> [Dataset records]
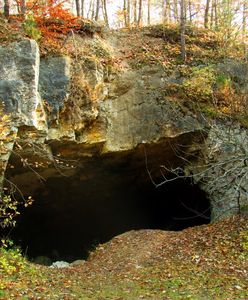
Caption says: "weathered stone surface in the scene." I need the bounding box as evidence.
[192,123,248,221]
[39,56,71,116]
[100,70,203,152]
[0,40,42,127]
[0,40,248,225]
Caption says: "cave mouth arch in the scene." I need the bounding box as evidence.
[8,173,210,262]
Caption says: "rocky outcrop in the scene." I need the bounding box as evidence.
[194,122,248,220]
[0,40,247,224]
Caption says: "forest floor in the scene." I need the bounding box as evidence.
[0,217,248,300]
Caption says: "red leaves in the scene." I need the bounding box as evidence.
[27,0,80,39]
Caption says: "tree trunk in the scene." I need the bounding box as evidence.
[147,0,151,25]
[3,0,9,18]
[173,0,179,22]
[123,0,127,27]
[180,0,186,62]
[102,0,109,27]
[188,0,193,23]
[133,0,137,25]
[81,0,84,18]
[75,0,80,17]
[95,0,100,21]
[127,0,131,27]
[138,0,143,26]
[204,0,210,28]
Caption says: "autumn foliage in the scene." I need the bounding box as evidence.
[24,0,80,39]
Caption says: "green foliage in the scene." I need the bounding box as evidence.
[0,193,33,228]
[0,247,26,276]
[240,230,248,259]
[216,74,232,88]
[183,66,216,101]
[23,13,41,41]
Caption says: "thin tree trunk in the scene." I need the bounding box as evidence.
[138,0,143,26]
[81,0,84,18]
[75,0,80,17]
[147,0,151,25]
[214,0,219,30]
[123,0,127,27]
[242,0,248,56]
[20,0,26,16]
[127,0,131,27]
[204,0,210,28]
[95,0,100,21]
[102,0,109,27]
[87,0,95,20]
[133,0,137,25]
[173,0,178,22]
[3,0,9,18]
[91,0,95,20]
[189,0,193,23]
[180,0,186,62]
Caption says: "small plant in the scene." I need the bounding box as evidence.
[0,193,33,228]
[240,230,248,259]
[0,247,26,275]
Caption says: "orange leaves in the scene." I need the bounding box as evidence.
[27,0,79,39]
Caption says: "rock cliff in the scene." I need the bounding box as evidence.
[0,34,248,227]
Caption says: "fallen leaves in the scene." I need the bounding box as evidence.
[0,217,248,300]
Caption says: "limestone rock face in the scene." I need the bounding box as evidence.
[100,69,202,152]
[0,40,247,223]
[39,56,71,115]
[0,40,41,127]
[195,123,248,220]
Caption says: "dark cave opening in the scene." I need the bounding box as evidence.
[8,173,210,262]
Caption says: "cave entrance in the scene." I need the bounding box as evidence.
[8,171,210,262]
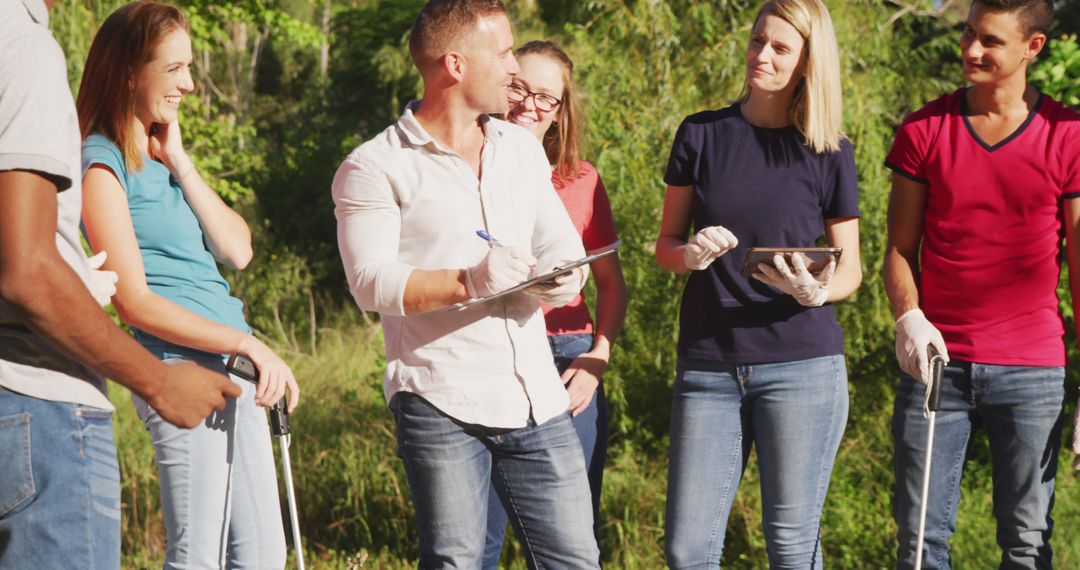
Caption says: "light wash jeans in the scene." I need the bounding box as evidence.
[390,392,599,570]
[664,355,848,569]
[482,334,608,570]
[892,361,1065,569]
[0,389,120,570]
[132,335,285,570]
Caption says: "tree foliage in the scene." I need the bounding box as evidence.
[52,0,1080,568]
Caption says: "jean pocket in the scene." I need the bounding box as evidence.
[0,412,37,517]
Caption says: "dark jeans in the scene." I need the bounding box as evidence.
[482,334,608,570]
[892,361,1065,569]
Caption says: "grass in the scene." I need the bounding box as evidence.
[112,324,1080,570]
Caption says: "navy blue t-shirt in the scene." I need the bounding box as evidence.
[664,105,859,363]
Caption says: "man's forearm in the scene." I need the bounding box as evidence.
[402,269,469,315]
[2,253,164,401]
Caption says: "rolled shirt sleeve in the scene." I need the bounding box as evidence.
[332,155,416,316]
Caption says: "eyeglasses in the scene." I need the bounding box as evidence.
[507,81,563,112]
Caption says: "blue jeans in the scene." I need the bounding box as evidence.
[664,355,848,569]
[482,334,608,570]
[132,336,285,569]
[0,389,120,570]
[892,361,1065,569]
[390,392,599,570]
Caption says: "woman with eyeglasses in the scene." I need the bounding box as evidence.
[483,41,626,569]
[656,0,862,568]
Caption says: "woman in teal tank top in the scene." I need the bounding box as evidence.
[77,2,299,568]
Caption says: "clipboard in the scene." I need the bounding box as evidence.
[443,242,620,312]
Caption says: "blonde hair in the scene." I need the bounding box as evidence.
[514,40,584,180]
[408,0,507,74]
[739,0,843,153]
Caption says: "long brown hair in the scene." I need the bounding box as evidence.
[76,1,188,171]
[514,40,584,180]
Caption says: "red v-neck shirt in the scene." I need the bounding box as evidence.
[886,89,1080,366]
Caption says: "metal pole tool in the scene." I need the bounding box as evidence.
[915,347,945,570]
[225,354,303,570]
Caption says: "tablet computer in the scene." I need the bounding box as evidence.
[443,242,619,311]
[742,247,843,277]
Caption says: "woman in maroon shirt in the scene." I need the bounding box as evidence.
[483,41,626,569]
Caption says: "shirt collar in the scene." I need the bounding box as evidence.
[23,0,49,28]
[397,99,507,152]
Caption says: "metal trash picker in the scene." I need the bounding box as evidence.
[225,354,303,570]
[915,347,945,570]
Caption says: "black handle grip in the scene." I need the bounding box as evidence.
[225,354,291,435]
[927,347,945,411]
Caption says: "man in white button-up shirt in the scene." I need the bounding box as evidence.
[333,0,599,568]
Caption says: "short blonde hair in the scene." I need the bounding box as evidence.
[408,0,507,74]
[739,0,843,153]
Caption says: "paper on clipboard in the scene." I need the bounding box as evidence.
[443,242,620,311]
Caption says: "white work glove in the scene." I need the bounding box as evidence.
[683,226,739,271]
[525,263,585,307]
[1072,399,1080,470]
[86,252,120,307]
[465,245,537,299]
[752,254,836,307]
[896,309,948,384]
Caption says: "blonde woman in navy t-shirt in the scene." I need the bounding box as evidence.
[656,0,862,568]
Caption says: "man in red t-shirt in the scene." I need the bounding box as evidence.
[885,0,1080,568]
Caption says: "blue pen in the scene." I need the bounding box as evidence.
[476,230,502,247]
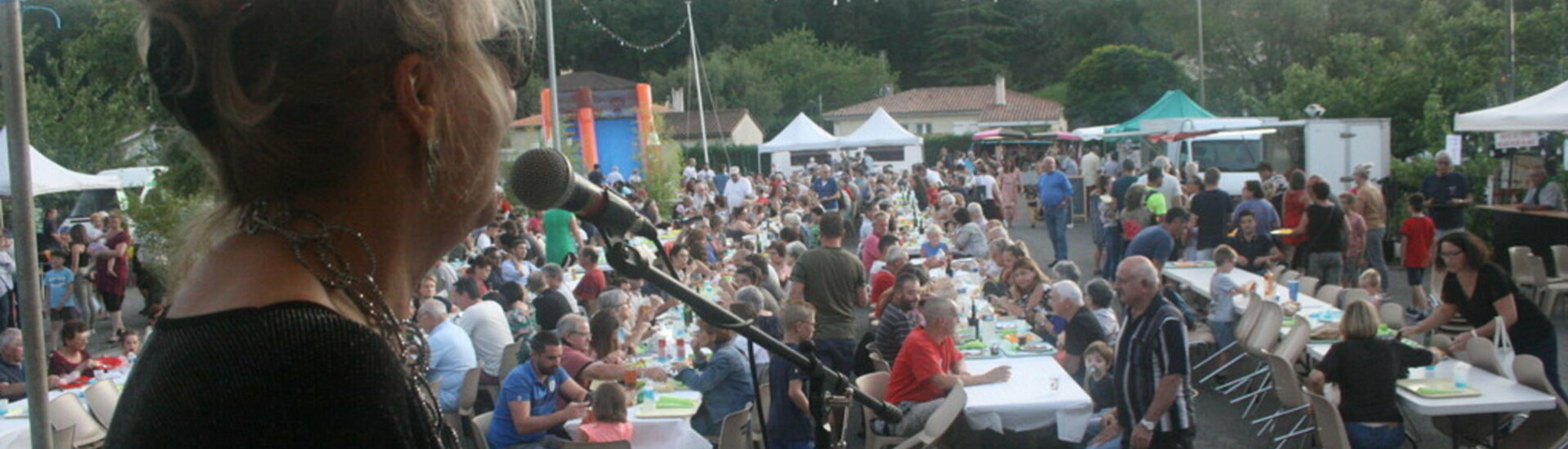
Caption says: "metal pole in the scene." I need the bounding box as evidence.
[687,0,714,170]
[544,0,564,156]
[1193,0,1209,105]
[1508,0,1519,104]
[0,0,53,449]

> [Work to complete] Copy out all the records above line for line, leaving out the pictures.

> [Answer to the exercise]
Caption says: "weathered stone surface in the scene." I need the bounding box as evidence.
[192,123,248,221]
[39,56,71,116]
[100,70,203,152]
[0,40,42,127]
[0,40,248,225]
Caption says: "cave mouth arch in the scene." I need the bounding box as evidence.
[8,173,210,262]
Caption says: "rocky outcrop in the scene." I need the bounding box as evidence.
[194,122,248,220]
[0,40,247,224]
Caption says: "forest floor in the scene." I need the bounding box as evidence.
[0,217,248,300]
Caption says: "red leaves in the scene." I need the bounding box as evidence.
[27,0,80,39]
Caption says: "tree trunk in the scene." I need the bounding box as evidence.
[147,0,151,25]
[3,0,9,18]
[173,0,179,22]
[123,0,127,27]
[180,0,186,62]
[102,0,109,27]
[188,0,193,23]
[133,0,137,25]
[81,0,84,18]
[75,0,80,17]
[95,0,100,21]
[127,0,131,27]
[138,0,143,26]
[204,0,210,28]
Caption says: "autumn foliage in the scene." I need the bounding box as evidence.
[24,0,80,39]
Caption says: "green foliage in the scene." I need the bounding box as evidence.
[0,193,33,228]
[0,247,26,276]
[240,230,248,259]
[216,74,232,88]
[183,66,216,101]
[23,13,41,41]
Caption says: "thin tree trunk in the scene." I need the bounding box as evidence.
[138,0,143,26]
[81,0,84,18]
[75,0,80,17]
[147,0,151,25]
[214,0,219,30]
[123,0,127,27]
[242,0,248,56]
[20,0,26,16]
[127,0,131,27]
[204,0,210,28]
[95,0,100,21]
[102,0,109,27]
[87,0,95,20]
[133,0,137,25]
[173,0,178,22]
[3,0,9,18]
[91,0,95,20]
[189,0,193,23]
[180,0,186,62]
Caption says: "small plant in the scene." I need the bounding box as evidence.
[0,193,33,228]
[240,230,248,259]
[0,247,26,275]
Caption says: "orange leaves in the scene." I need the bounding box as evidence.
[27,0,79,39]
Caption says: "rock cliff in the scene." I need the bounding box as evidence.
[0,34,248,227]
Caption says: "fallen leaves in the scene." I need the bounding box as evidence.
[0,217,248,300]
Caption says: "limestone rock face in the scene." I need the bounding box as evidence.
[100,69,202,152]
[0,40,247,223]
[39,56,71,115]
[0,40,41,127]
[195,123,248,220]
Caption says: "dark cave opening in the scene." I need the bounding box as evidence.
[8,173,210,262]
Caption says: "cave entrance in the scene." I need the bounding box as evidence.
[8,171,210,262]
Caption says: "light wash jeans in the scene." I need the bounding box as evidence.
[390,392,599,570]
[664,355,848,569]
[482,334,608,570]
[892,361,1065,569]
[0,389,120,570]
[132,335,285,570]
Caption says: "tree foliage in the scene." I need the bounding box as evidence.
[52,0,1080,568]
Caption says: "jean pocket in the scene." I need the bounding box as evidence.
[0,412,37,517]
Caption says: "dark jeans in the scene." I need the bounding box as evidence.
[482,334,608,570]
[892,361,1065,569]
Caption says: "grass in the scene." I need the bounding box as evidence.
[112,324,1080,570]
Caption says: "navy blue t-shirt in the scene." I need the bounding box as evidence.
[664,105,859,363]
Caption says: "man's forearm in the scene." I need the bounding box as evidence.
[402,269,469,315]
[2,253,164,401]
Caption says: "rolled shirt sleeve in the scene." I need the bounding box as evidence.
[332,155,416,316]
Caption says: "eyeglasses in the scene." I need the bounding box as evidence.
[507,81,563,112]
Caption says: "blue jeans in the scene." I need the bounding box as evidence.
[664,355,848,569]
[482,334,608,570]
[132,336,285,569]
[0,389,120,570]
[892,361,1065,569]
[390,392,599,570]
Caption says: "woman with eyeglasses in the scene." I need the bounding box as evidence.
[483,41,626,569]
[656,0,862,568]
Caption says: "woman in teal tank top in the scene." I need the bounding box as evidence.
[77,2,299,568]
Caption says: "clipboard in the scene." I need the bounding box as evidence.
[443,242,620,312]
Caption says: "blonde hair in the scene." I need the bounding box as evidence.
[514,40,584,180]
[408,0,507,74]
[739,0,843,153]
Caption says: "long brown hair in the scene." I need the bounding box as evidence.
[76,1,188,171]
[514,40,584,180]
Caption says: "red v-neck shirt in the scene." I need the bounding box as evidence.
[886,89,1080,366]
Caption says: "metal pole tool in the scene." I need the bounding box as evidence.
[915,347,945,570]
[225,354,303,570]
Caption says: "tablet computer in the scene." I need the bounding box as evidence.
[443,242,619,311]
[742,247,843,277]
Caption says: "woman in maroon shirt in the scene." I need the bounding box as evidence.
[483,41,626,569]
Caption says: "shirt collar in the scene." I need the bounding box as evidence.
[23,0,49,28]
[397,99,507,152]
Caption says: "metal trash picker in the scene." I need the bounding box as evidence.
[225,354,303,570]
[915,347,945,570]
Caption says: "black handle grip in the scene." I need the bounding box as evidence.
[225,354,291,435]
[927,347,945,411]
Caption says: "man in white button-up shirt in the scene." I need the bounding box as evidence.
[333,0,599,568]
Caption says: "short blonde hair in the scene." I need the bounding box as evidence.
[408,0,507,74]
[739,0,843,153]
Caption says: "paper on clipboard in the scene." I need the bounding box as evidence.
[443,242,620,311]
Caption says: "white work glove in the scene." I need the bounding box as evidence.
[683,226,739,271]
[525,263,585,307]
[1072,399,1080,470]
[86,252,120,307]
[465,245,537,299]
[752,254,836,307]
[896,309,948,384]
Caption says: "blonde woman in navy t-shirt in the scene." I need the bounding box as evidence.
[656,0,862,568]
Caption says: "man in red t-shirt in the scene." I need the bounding box as evidence.
[885,0,1080,568]
Caption says: "blue pen in the scene." I need the bounding box as evidence.
[476,230,502,247]
Caption says: "metal pole in the scene." I need the bounding box as evidence.
[687,0,714,170]
[544,0,564,156]
[1193,0,1209,105]
[1508,0,1519,104]
[0,0,53,449]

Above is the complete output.